Rewrite the data below, swapping "cluster of rocks" for "pile of rocks" and leaving everything else as it is.

[Start of Input data]

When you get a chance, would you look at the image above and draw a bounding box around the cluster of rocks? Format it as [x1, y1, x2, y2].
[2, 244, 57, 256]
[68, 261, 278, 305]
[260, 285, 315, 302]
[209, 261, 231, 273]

[End of Input data]

Task result:
When you get a chance, would you look at the image above and draw a bounding box around the pile of rocks? Format it as [x1, y1, x2, y2].
[2, 244, 57, 256]
[68, 261, 278, 305]
[260, 285, 315, 302]
[209, 261, 231, 273]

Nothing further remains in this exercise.